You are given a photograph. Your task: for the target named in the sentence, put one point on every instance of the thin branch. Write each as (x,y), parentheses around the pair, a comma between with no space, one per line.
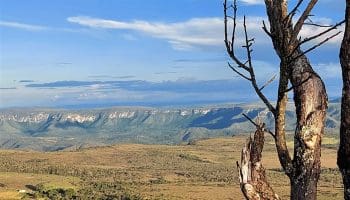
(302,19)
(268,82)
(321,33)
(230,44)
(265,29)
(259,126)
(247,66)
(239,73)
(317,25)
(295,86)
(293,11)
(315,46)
----------
- **Problem description**
Restate each entry word for word, leaving out any pictures.

- **Answer space**
You are given a photograph. Your task: for the target named in the sentence, put one point on every instance of the thin branch. Write each as (x,y), parentheses around the pair, a comma between with no space, one per line.
(302,19)
(268,82)
(321,33)
(230,44)
(265,29)
(259,126)
(247,66)
(239,73)
(317,25)
(295,86)
(293,11)
(315,46)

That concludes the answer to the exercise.